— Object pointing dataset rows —

----

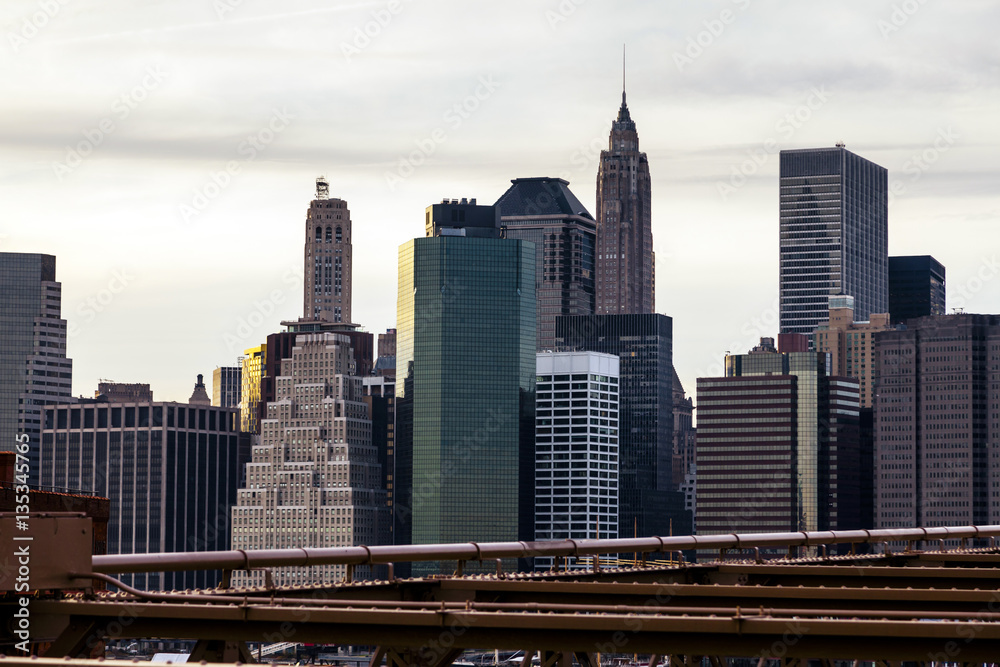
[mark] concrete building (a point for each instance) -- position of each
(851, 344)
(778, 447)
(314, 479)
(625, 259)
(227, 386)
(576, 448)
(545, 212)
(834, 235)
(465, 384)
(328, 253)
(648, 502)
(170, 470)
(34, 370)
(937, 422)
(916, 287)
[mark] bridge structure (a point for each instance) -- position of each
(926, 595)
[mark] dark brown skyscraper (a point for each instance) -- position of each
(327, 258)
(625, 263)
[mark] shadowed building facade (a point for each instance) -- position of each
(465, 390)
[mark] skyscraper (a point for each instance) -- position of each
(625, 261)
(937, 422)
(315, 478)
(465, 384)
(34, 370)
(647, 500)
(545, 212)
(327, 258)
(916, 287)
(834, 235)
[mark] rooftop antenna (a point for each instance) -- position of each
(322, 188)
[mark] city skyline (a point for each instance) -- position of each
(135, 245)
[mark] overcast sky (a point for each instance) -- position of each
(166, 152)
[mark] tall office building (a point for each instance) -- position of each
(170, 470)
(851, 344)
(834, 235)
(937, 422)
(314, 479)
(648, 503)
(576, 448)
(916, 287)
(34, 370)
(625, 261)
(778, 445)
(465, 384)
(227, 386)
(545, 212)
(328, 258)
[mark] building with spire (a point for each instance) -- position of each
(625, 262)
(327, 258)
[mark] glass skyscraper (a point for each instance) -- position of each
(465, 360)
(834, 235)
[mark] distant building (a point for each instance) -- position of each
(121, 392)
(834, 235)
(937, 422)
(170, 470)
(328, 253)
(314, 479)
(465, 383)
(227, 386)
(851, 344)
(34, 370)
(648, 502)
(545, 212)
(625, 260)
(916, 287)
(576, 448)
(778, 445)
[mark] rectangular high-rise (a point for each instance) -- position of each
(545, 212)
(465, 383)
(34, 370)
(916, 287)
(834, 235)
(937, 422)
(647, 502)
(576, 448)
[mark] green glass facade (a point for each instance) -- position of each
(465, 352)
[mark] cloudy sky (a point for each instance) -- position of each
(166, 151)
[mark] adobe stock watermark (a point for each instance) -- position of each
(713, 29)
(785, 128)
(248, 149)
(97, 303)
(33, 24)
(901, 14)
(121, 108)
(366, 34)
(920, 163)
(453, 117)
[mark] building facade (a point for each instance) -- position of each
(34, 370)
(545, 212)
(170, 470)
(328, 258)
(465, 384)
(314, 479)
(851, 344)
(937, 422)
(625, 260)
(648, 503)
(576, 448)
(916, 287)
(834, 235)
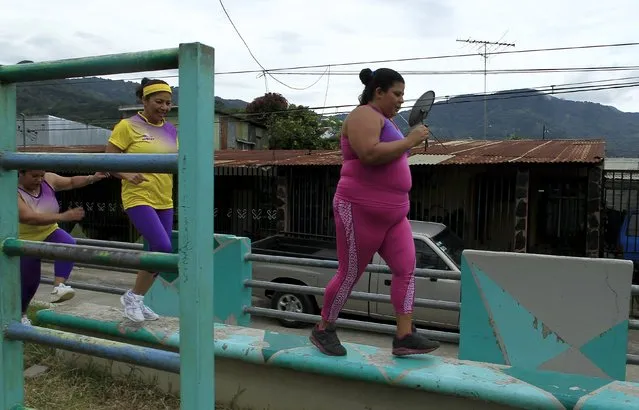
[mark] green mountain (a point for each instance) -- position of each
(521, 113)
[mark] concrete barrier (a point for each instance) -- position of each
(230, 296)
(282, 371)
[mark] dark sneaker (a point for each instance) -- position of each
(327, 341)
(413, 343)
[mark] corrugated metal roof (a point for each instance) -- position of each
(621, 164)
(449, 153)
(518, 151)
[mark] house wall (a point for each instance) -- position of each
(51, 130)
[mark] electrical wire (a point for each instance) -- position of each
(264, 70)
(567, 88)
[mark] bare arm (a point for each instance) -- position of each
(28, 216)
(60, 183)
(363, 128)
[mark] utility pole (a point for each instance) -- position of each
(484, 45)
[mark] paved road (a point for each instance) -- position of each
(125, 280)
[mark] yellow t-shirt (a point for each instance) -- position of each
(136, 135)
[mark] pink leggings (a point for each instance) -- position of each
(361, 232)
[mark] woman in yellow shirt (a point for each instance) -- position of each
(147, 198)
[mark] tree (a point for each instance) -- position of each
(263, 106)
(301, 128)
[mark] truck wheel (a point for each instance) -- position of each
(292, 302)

----

Copy word for word every line of the data above, from the line containing "[mark] truck wheel" through the end of the data.

— Solved exercise —
[mark] truck wheel (a point for each instance) -- position of each
(292, 302)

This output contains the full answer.